PASSAGE TO READ

How to do dynamic data profiling

Hi

I am trying to make a more general purpose data profiling graph that get the Sum, Count, Distinct Count,Null,Not null, Min Value Max Value,Min Lengh,Max Lengh for each field that is present in the metadata. We have managed to dynamically generate the metadata for the input files but can’t find a way to dynamically produce the mapping in the aggregator component or the profiling probe.

Do you guys have any suggests on how we can achieve that?

Thank you

Hi there,

The Aggregate component does not create metadata dynamically based on the function used for the given field. Unfortunately, you have to define those prior to using the component, therefore it is not a suitable component for some general purpose.

Based on your question, however, I believe that you might appreciate what the CloverDX Profiler may offer.

First of all, let me show you so-called Profiler Job:
1. In the Designer, right-click your project and select New → Profiler Job.
2. Then you are guided by a wizard that helps you name your Profiler Job and save it to the “profile” folder within the project (->Next).
3. Select the file you want to review in more detail.
4. One part of the wizard also helps you creating metadata by extracting it from the file (click “Extract from file” in the Metadata screen).

SUPPLIED DATA
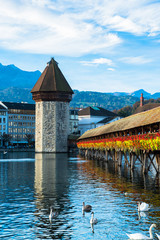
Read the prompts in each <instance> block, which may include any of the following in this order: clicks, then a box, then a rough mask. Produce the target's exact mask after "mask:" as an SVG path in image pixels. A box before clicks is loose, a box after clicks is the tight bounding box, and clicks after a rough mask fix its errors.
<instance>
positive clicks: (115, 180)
mask: <svg viewBox="0 0 160 240" xmlns="http://www.w3.org/2000/svg"><path fill="white" fill-rule="evenodd" d="M0 157H1V159H0V239H1V238H2V239H8V240H10V239H20V240H21V239H74V240H82V239H94V240H99V239H103V240H104V239H107V240H111V239H112V240H113V239H116V240H118V239H120V240H122V239H126V240H127V239H128V237H127V235H126V233H135V232H137V231H138V232H143V233H144V234H146V235H147V236H149V232H148V229H149V227H150V225H151V224H152V223H156V224H157V227H156V228H154V229H153V235H154V239H157V238H156V235H155V233H158V234H160V187H159V183H160V180H159V179H158V177H157V176H155V175H154V174H149V175H147V176H143V175H142V174H141V171H140V170H139V169H138V170H139V171H138V170H137V171H136V170H135V171H134V172H130V170H129V169H127V168H124V167H123V168H122V169H119V168H117V167H115V166H113V165H112V163H111V162H109V163H103V162H98V161H95V160H85V159H82V158H80V157H79V156H76V155H75V156H68V155H67V154H43V155H42V154H36V155H35V154H34V153H7V154H6V155H3V154H1V155H0ZM83 201H84V202H85V203H86V204H91V205H92V207H93V211H94V215H95V217H96V218H97V219H98V223H97V224H96V225H95V226H94V229H92V228H91V225H90V218H91V213H85V215H83V214H82V202H83ZM138 201H145V202H147V203H149V204H151V209H150V211H149V212H146V213H143V214H141V215H138V212H137V202H138ZM50 206H53V208H54V210H55V212H56V214H57V216H56V217H55V218H54V219H53V220H52V222H50V221H49V212H50Z"/></svg>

WORK TO BE COMPLETED
In the thread on dynamic data profiling, copy the passage from "How to do dynamic" to "some general purpose.".

TASK SOLUTION
How to do dynamic data profiling

Hi

I am trying to make a more general purpose data profiling graph that get the Sum, Count, Distinct Count,Null,Not null, Min Value Max Value,Min Lengh,Max Lengh for each field that is present in the metadata. We have managed to dynamically generate the metadata for the input files but can’t find a way to dynamically produce the mapping in the aggregator component or the profiling probe.

Do you guys have any suggests on how we can achieve that?

Thank you

Hi there,

The Aggregate component does not create metadata dynamically based on the function used for the given field. Unfortunately, you have to define those prior to using the component, therefore it is not a suitable component for some general purpose.